### READING PASSAGE:

2019-10-01 Thread Ethan Heilman via bitcoin-dev
>I don't find too compelling the potential problem of a 'bad wallet designer', 
>whether lazy or dogmatic, misusing noinput. I think there are simpler ways to 
>cut corners and there will always be plenty of good wallet options people can 
>choose.

I want to second this. The most expensive part of wallet design is
engineering time. Writing code that uses a new sighash or a custom
script with a OP_CODE is a very large barrier to use. How many wallets
support multisig or RBF? How much BTC has been stolen over the entire
history of Bitcoin because of sighash SIGHASH_NONE or SIGHASH_SINGLE
vs ECDSA nonce reuse?

On Tue, Oct 1, 2019 at 9:35 AM Richard Myers  wrote:
>
> Thanks Christian for pulling together this concise summary.
>
>> 1.  General agreement on the usefulness of noinput / anyprevoutanyscript /
>> anyprevout.
>
>
> I certainly support the unification and adoption of the sighash_noinput and 
> anyprevoutput* proposals to enable eltoo, but also to make possible better 
> off-chain protocol designs generally.
>
> Among the various advantages previously discussed, the particular use case 
> benefits from eltoo I want to take advantage of is less interactive payment 
> channel negotiation.
>
> In talking with people about eltoo this summer, I found most people generally 
> support adding this as an option to Lightning. The only general concern I 
> heard, if any,  was the vague idea that rebindable transactions could be 
> somehow misused or abused.
>
> I believe when these concerns are made more concrete they can be classified 
> and addressed.
>
> I don't find too compelling the potential problem of a 'bad wallet designer', 
> whether lazy or dogmatic, misusing noinput. I think there are simpler ways to 
> cut corners and there will always be plenty of good wallet options people can 
> choose.

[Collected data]
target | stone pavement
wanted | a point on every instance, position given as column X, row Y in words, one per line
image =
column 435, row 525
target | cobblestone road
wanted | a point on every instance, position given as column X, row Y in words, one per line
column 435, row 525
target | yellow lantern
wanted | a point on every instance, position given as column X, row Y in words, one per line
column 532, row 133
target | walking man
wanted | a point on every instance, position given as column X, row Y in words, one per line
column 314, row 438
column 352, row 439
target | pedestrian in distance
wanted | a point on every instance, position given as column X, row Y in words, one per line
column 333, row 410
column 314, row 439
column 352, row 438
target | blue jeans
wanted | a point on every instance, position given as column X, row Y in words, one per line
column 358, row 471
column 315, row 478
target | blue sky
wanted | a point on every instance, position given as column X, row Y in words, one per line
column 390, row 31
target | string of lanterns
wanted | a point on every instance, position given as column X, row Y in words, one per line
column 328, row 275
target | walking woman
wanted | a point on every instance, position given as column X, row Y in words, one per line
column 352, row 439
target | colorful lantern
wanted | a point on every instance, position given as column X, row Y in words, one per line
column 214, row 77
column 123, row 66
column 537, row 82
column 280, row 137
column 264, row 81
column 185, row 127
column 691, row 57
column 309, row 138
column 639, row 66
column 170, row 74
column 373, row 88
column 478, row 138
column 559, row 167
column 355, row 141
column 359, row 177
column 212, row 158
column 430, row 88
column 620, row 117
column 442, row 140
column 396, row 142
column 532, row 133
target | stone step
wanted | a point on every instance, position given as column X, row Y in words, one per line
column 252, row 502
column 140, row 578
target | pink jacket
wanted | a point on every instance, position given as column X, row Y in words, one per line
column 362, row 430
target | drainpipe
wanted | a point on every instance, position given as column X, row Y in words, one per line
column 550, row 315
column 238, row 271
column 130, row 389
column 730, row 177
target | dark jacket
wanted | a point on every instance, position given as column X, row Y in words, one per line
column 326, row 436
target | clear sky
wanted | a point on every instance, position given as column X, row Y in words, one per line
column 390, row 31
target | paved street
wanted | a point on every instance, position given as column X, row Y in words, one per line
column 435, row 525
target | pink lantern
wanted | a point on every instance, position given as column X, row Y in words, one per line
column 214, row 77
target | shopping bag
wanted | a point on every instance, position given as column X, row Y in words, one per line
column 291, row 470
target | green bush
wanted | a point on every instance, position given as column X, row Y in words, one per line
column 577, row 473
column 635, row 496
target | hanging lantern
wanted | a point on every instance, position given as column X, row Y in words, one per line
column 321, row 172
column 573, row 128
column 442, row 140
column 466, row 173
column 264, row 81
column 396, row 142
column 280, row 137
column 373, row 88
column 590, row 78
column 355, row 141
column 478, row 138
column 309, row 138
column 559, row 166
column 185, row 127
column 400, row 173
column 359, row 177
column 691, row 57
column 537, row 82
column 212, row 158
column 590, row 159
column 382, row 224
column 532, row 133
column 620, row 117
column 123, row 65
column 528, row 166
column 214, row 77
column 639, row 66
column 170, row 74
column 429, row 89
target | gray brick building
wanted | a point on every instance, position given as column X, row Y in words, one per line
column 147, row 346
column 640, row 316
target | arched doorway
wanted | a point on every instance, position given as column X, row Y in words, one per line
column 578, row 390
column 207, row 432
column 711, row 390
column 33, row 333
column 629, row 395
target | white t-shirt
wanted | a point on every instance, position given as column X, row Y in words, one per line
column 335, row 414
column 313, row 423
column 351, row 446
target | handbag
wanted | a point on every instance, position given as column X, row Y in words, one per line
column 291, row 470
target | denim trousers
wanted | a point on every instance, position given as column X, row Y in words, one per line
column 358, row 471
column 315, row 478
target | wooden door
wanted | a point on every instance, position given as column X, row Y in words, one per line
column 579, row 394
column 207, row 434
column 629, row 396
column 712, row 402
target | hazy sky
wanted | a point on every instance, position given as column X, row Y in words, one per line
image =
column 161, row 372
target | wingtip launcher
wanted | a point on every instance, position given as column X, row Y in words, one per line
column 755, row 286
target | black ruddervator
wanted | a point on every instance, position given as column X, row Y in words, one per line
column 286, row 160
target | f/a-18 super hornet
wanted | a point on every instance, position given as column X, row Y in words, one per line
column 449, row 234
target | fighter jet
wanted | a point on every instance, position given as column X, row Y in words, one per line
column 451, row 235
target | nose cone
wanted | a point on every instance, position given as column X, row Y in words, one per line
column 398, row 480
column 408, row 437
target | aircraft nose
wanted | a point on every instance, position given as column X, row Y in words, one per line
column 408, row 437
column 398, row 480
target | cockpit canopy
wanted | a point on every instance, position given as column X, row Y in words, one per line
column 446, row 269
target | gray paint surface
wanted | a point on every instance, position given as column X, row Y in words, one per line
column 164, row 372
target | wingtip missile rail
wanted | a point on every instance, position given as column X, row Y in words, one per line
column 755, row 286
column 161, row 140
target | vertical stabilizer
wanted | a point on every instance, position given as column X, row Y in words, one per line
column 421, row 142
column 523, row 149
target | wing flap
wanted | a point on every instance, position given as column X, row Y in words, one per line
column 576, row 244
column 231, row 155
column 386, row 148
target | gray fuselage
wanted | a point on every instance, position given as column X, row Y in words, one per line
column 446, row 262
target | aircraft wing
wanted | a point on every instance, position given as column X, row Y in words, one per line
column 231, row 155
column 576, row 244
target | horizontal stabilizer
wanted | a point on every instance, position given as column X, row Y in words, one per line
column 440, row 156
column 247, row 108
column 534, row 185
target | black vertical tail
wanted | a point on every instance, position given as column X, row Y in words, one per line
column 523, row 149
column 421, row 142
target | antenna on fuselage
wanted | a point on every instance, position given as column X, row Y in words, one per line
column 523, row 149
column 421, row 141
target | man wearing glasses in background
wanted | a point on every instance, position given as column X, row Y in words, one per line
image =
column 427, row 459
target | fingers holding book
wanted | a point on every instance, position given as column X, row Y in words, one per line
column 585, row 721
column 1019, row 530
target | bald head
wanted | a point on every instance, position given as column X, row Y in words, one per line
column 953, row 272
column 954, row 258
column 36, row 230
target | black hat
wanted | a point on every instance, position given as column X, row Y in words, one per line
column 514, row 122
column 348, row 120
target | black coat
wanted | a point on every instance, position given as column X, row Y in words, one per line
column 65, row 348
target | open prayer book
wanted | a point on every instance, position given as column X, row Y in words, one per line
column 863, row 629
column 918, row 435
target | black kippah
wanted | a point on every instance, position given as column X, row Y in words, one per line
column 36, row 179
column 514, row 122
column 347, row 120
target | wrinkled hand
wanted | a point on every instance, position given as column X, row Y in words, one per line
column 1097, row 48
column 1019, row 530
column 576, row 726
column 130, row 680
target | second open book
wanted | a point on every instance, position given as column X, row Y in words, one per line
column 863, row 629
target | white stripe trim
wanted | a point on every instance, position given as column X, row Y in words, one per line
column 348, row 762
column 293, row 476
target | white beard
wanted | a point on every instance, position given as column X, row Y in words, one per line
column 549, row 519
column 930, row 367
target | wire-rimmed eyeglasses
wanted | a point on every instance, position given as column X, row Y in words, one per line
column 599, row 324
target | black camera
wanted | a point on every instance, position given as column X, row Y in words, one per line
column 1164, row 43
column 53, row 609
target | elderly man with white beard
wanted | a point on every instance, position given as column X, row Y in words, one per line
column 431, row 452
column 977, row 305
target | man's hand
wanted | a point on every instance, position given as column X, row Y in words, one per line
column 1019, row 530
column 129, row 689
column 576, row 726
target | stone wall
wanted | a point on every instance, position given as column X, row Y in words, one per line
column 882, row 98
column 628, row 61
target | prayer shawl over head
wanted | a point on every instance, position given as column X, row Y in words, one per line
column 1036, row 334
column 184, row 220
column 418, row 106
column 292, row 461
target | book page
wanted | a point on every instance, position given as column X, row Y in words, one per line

### WORK TO COMPLETE:
• A. Answer these questions about the mailing-list thread:
(i) What does Ethan Heilman call the most expensive part of wallet design?
(ii) Whom does Richard Myers thank for the concise summary?
(iii) Which benefit of eltoo does Richard Myers say he wants to take advantage of?
• B. In the rows, switch "instance" to "occurrence" between the line holding "target | wing flap" and the line holding "column 386, row 148", inclusive. Return only those lines, with nothing else changed.

### ANSWERS GIVEN:
• A.
(i) Engineering time.
(ii) Christian.
(iii) Less interactive payment channel negotiation.

• B.
target | wing flap
wanted | a point on every occurrence, position given as column X, row Y in words, one per line
column 576, row 244
column 231, row 155
column 386, row 148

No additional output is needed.